EXERCISE MATERIALS:
--- start ---
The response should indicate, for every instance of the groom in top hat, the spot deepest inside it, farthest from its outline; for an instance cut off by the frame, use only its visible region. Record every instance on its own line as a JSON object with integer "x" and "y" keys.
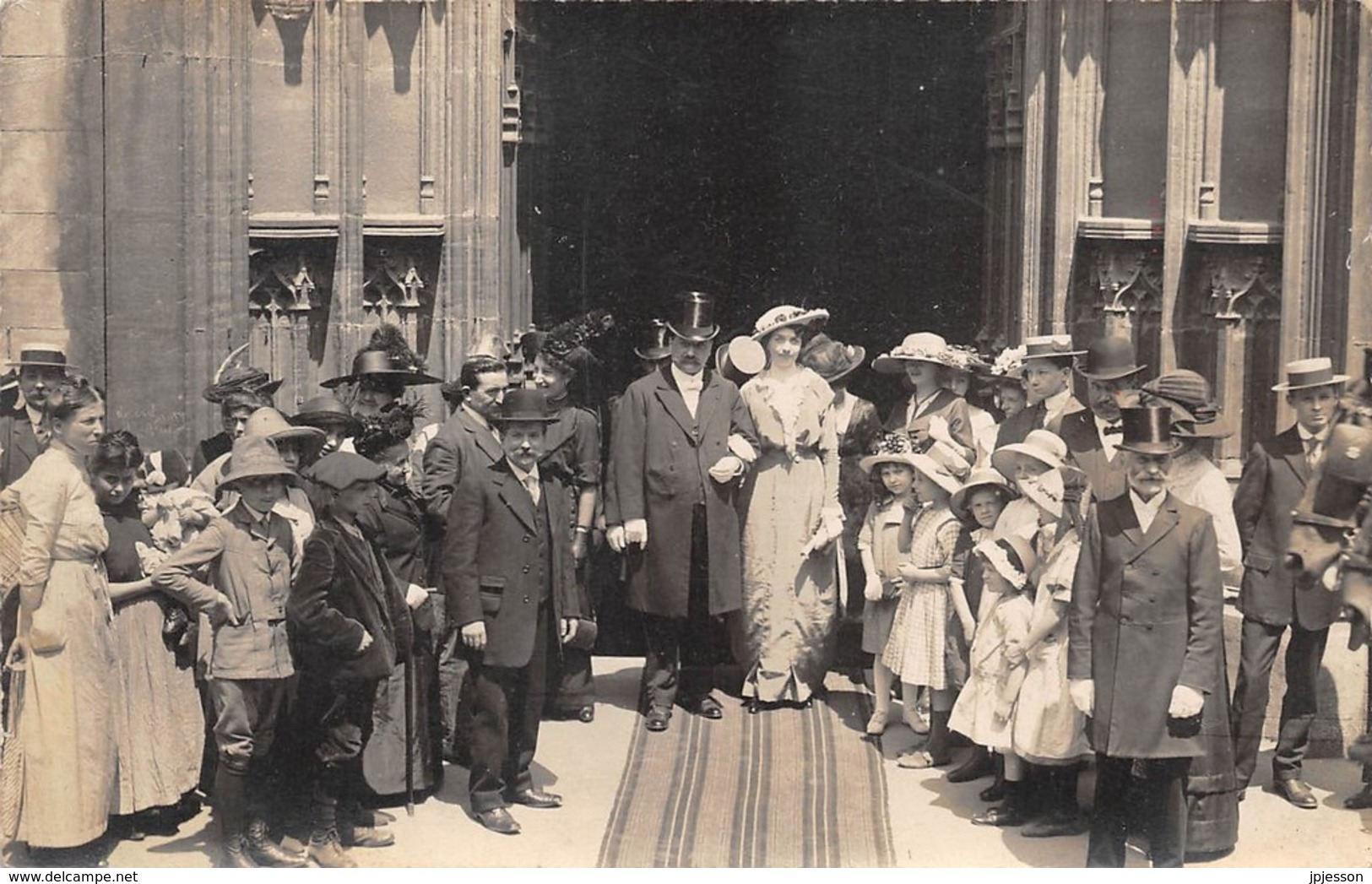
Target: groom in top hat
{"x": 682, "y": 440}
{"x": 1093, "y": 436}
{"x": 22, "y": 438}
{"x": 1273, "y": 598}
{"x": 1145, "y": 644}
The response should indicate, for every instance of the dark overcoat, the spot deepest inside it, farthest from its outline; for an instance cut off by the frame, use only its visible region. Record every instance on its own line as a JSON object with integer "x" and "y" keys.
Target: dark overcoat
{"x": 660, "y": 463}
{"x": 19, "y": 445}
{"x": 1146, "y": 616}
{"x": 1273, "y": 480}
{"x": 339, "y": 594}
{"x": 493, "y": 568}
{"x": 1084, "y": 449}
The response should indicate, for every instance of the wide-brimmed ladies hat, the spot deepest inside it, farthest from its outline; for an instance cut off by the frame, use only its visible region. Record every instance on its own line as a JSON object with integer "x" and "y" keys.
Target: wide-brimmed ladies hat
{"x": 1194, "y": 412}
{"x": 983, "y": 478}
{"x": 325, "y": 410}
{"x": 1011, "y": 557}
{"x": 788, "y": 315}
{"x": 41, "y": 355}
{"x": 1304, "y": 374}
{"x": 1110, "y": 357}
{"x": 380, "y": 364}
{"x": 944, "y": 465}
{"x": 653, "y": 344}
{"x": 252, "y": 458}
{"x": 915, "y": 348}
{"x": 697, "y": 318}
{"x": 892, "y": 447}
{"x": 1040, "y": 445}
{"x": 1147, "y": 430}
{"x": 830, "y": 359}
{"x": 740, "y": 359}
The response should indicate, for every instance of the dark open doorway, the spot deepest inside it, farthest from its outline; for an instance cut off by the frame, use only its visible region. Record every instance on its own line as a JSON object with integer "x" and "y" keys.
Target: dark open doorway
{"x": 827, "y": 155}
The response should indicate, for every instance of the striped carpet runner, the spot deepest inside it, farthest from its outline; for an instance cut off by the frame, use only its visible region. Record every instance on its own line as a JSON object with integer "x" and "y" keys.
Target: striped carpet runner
--- end ---
--- start ---
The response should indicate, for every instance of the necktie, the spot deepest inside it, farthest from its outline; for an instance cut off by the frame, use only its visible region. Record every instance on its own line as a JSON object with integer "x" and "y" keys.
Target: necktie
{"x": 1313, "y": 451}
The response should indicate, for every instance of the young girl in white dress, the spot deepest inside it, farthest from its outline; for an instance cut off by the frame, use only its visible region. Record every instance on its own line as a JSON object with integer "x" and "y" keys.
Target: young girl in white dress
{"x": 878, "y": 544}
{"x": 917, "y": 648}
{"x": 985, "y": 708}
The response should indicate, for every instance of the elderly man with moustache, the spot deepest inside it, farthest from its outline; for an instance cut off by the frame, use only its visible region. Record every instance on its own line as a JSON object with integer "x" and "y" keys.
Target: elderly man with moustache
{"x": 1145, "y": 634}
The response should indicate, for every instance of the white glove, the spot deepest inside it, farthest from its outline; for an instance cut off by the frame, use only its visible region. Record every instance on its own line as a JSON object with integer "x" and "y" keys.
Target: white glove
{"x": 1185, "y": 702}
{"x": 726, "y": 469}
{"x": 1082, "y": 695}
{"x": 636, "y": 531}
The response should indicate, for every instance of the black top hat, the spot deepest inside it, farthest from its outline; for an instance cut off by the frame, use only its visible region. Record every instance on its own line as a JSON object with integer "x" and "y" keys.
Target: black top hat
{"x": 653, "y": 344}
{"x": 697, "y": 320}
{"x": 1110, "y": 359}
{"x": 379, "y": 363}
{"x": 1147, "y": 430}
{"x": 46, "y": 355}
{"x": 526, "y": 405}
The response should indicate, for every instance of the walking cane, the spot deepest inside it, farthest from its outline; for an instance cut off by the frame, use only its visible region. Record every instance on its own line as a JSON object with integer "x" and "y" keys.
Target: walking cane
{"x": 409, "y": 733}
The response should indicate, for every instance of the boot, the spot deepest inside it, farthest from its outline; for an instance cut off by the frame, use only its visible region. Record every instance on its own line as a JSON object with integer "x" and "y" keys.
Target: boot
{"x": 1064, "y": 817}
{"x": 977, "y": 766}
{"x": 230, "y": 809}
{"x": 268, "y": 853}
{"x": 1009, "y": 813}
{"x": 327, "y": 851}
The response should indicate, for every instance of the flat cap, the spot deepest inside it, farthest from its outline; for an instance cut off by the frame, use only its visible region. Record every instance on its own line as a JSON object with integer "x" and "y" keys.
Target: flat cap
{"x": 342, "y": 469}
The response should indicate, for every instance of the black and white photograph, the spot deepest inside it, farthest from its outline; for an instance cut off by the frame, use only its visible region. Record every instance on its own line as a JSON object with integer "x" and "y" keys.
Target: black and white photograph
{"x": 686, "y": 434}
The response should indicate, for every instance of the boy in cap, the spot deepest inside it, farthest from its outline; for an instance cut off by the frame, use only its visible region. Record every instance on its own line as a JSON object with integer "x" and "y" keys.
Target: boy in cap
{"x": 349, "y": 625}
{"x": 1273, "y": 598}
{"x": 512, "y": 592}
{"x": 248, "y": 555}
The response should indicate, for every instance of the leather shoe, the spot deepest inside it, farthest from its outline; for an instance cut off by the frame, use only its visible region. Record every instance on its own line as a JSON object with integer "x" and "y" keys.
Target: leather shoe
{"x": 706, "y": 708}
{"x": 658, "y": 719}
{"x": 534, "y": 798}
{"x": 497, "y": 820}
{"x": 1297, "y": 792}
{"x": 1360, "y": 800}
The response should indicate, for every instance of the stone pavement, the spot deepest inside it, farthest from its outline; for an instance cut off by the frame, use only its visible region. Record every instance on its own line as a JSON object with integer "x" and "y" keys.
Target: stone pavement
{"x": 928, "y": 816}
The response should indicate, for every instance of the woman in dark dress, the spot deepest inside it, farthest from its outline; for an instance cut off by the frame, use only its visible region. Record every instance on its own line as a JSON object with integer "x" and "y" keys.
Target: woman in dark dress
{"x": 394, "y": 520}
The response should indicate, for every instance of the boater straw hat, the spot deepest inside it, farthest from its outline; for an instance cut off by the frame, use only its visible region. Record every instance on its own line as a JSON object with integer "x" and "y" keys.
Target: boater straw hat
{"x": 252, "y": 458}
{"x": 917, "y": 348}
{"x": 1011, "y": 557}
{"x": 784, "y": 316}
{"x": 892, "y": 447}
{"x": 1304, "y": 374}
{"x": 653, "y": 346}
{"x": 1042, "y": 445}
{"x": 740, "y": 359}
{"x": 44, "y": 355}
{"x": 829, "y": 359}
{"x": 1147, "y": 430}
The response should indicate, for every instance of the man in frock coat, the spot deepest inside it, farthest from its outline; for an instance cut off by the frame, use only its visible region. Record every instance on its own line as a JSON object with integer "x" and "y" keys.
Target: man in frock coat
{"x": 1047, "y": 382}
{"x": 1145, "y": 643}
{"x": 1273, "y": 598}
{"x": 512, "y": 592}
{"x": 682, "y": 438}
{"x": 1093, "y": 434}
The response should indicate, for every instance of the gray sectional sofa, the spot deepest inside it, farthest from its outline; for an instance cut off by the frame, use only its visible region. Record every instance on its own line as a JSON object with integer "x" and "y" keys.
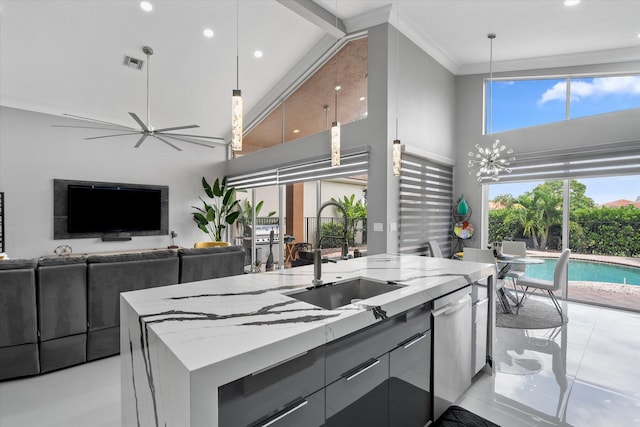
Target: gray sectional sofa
--- end ---
WHAT TO DO: Rewrite the records starting with the line containing "The response should indicate, for every instance of the gray" and going on through the line containing "Target: gray sectional sofa", replacing "sectional sofa" with "corner couch" and leaving everything else unchanged. Leave the pictures out of your answer.

ANSWER FOR THIS EXERCISE:
The response should indicate, for every instance of the gray corner couch, the spot deepest inside it, farthest from its outline; for an instance cut off by the frame, use only its visible region. Record every instance on its own line as a JSON object with integer "x" and "y" keys.
Target: gray corner couch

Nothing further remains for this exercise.